_SUPPLIED TEXT_
+ + +

Three men retrieved him from the prison for his execution in the morning on 1 September and he spoke with them as he was being led out. One of the men said none of them wished to cause him harm but had to follow their orders to which Samsó told them to follow their orders. He was led up the steps to the execution site and asked to be unbound. He forgave his executioners and this caused them distress and refused to be blindfolded since he wanted to die looking at the town that he loved and served. He drew closer to them to embrace them but one of the three refused to be embraced and he alone shot the priest dead. That man later said: "If I had touched him, I wouldn't have been able to shoot". He was shot dead among the graves in outer Mataró. Following his death an announcement from town hall stated that "justice has been done". This proclamation led to great concerns among the people who had loved Samsó. There were two males in the area who witnessed the killing and had jumped a wall seeing what had unfolded. One of them died themselves during the war and the other lived on to provide information on the murder during the beatification process.

+ + +

_DATA EXTRACT_
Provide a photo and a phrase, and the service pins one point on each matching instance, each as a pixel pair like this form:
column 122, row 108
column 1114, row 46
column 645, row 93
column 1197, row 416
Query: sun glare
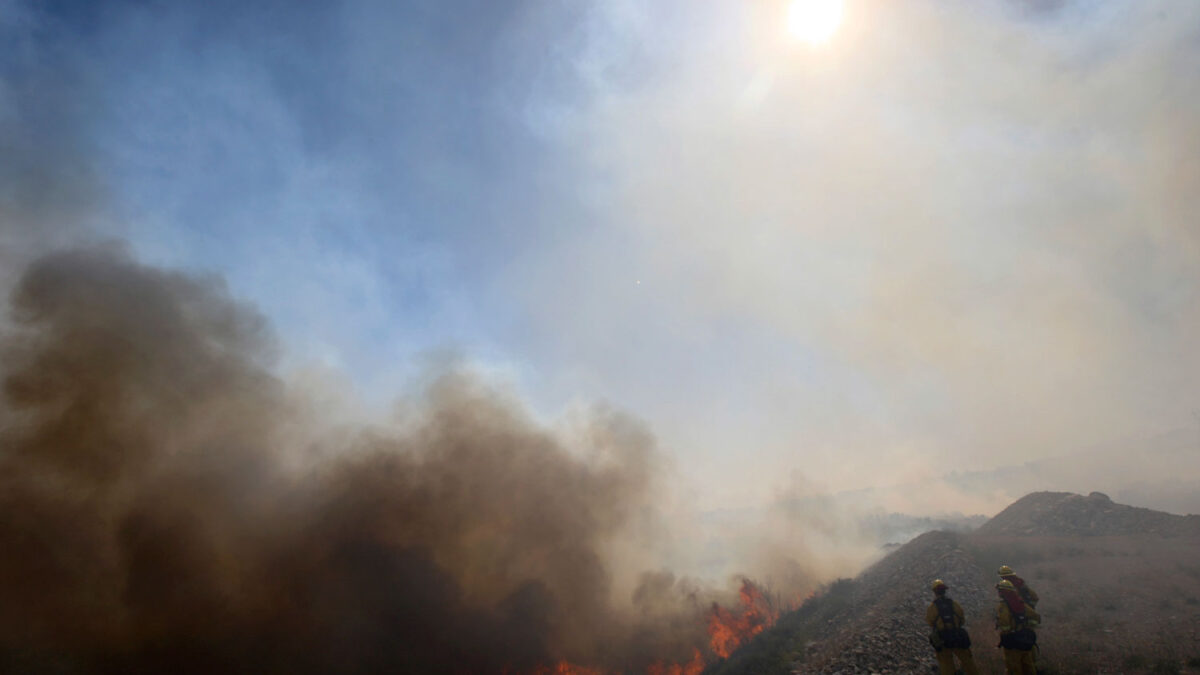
column 814, row 21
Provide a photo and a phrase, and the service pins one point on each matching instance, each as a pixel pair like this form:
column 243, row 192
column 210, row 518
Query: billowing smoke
column 166, row 506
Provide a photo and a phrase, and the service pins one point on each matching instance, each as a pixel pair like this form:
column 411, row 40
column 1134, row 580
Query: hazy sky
column 955, row 237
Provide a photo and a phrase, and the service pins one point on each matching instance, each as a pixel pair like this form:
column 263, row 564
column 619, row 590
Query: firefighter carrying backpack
column 1023, row 637
column 951, row 635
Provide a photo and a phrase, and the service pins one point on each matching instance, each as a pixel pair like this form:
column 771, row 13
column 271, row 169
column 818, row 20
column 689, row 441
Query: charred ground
column 1120, row 592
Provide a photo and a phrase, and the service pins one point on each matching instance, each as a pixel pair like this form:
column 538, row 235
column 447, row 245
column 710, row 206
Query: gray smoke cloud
column 163, row 507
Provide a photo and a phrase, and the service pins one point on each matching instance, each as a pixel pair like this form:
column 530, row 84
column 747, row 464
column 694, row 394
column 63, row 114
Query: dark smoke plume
column 162, row 508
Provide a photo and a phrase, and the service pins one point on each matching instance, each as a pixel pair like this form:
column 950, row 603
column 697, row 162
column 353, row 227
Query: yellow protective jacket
column 935, row 621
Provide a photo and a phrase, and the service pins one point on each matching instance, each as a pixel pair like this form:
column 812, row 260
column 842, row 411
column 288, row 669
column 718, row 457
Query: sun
column 814, row 21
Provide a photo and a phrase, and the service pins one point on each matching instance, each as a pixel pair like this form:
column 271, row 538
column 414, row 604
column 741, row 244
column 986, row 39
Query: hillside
column 1062, row 514
column 1120, row 592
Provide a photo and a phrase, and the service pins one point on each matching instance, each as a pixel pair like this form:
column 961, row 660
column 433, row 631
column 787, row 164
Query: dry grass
column 1109, row 604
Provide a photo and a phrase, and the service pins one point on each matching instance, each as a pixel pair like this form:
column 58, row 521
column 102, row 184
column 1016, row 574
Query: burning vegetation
column 167, row 505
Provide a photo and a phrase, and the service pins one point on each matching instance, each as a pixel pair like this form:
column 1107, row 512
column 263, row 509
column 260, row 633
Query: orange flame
column 729, row 628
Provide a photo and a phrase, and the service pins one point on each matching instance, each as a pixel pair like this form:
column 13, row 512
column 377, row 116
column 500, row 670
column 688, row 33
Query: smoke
column 168, row 505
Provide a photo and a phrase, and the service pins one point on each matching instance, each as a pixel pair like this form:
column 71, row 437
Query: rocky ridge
column 883, row 629
column 1062, row 514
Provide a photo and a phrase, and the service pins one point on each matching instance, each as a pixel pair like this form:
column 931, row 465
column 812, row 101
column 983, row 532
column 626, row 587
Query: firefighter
column 1029, row 595
column 1017, row 621
column 949, row 635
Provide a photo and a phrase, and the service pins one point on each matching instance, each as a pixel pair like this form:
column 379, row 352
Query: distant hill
column 1062, row 514
column 1120, row 592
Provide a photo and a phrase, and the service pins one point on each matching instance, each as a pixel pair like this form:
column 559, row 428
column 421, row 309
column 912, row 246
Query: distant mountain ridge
column 1120, row 591
column 1062, row 514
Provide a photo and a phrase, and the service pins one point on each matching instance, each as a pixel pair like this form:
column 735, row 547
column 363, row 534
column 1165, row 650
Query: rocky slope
column 1120, row 593
column 1062, row 514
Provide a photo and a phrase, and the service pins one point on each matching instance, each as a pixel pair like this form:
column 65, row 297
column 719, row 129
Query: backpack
column 952, row 635
column 1021, row 637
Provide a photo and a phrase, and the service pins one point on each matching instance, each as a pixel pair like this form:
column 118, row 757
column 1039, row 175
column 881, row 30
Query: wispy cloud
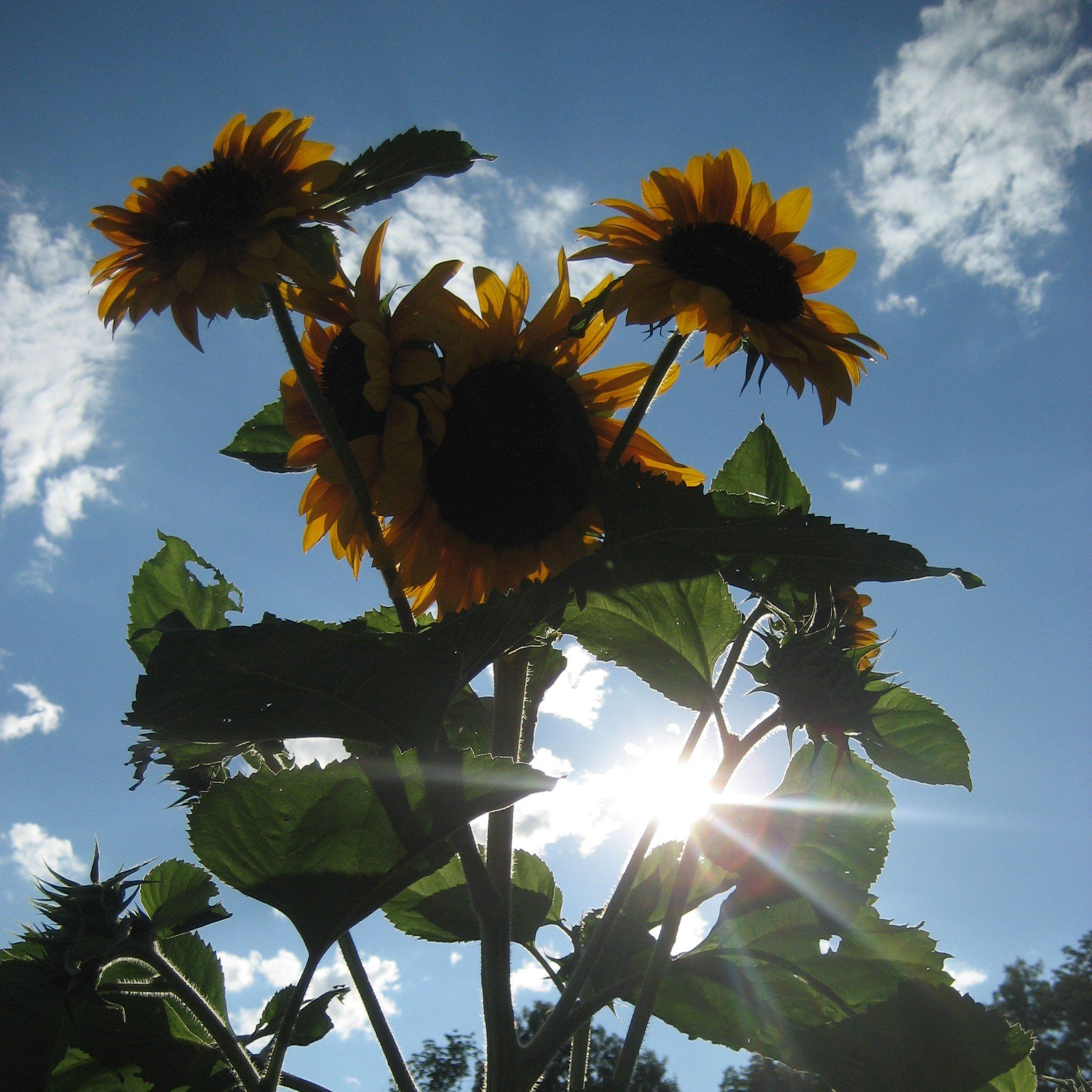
column 896, row 303
column 966, row 978
column 484, row 218
column 56, row 367
column 35, row 851
column 975, row 137
column 41, row 714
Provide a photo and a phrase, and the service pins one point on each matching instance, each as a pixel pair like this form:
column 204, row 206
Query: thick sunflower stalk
column 508, row 495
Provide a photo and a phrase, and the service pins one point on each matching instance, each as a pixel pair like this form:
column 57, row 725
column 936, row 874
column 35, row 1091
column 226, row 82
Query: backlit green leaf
column 438, row 907
column 917, row 739
column 263, row 441
column 398, row 164
column 165, row 586
column 759, row 470
column 328, row 847
column 179, row 897
column 668, row 633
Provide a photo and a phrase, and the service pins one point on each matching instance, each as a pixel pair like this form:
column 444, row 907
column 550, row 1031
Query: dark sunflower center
column 518, row 456
column 345, row 374
column 759, row 282
column 207, row 209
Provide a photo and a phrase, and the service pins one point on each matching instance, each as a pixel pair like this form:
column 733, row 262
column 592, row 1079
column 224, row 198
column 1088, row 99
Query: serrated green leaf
column 1020, row 1078
column 398, row 164
column 179, row 897
column 165, row 587
column 284, row 680
column 312, row 1022
column 917, row 739
column 318, row 246
column 786, row 555
column 759, row 469
column 438, row 907
column 668, row 633
column 79, row 1073
column 328, row 847
column 263, row 443
column 923, row 1039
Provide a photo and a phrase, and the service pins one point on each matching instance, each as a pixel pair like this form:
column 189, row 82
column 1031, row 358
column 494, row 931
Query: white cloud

+ + +

_TASK REQUIREMENTS_
According to the passage on Samsó's execution, why did he refuse to be blindfolded? The data isn't needed for the task that comes next.

_TASK ANSWER_
He wanted to die looking at the town that he loved and served.